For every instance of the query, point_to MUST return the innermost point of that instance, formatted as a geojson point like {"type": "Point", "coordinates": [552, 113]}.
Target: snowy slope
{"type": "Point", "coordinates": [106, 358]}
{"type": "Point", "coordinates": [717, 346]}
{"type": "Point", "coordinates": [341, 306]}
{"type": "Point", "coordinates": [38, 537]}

What you will do |
The output is every entry, printed exactly as it reads.

Answer for this exercise |
For every instance of the query, point_to MUST return the innermost point of that instance, formatted as a geojson point like {"type": "Point", "coordinates": [552, 113]}.
Target: snowy slope
{"type": "Point", "coordinates": [106, 358]}
{"type": "Point", "coordinates": [717, 346]}
{"type": "Point", "coordinates": [341, 306]}
{"type": "Point", "coordinates": [38, 537]}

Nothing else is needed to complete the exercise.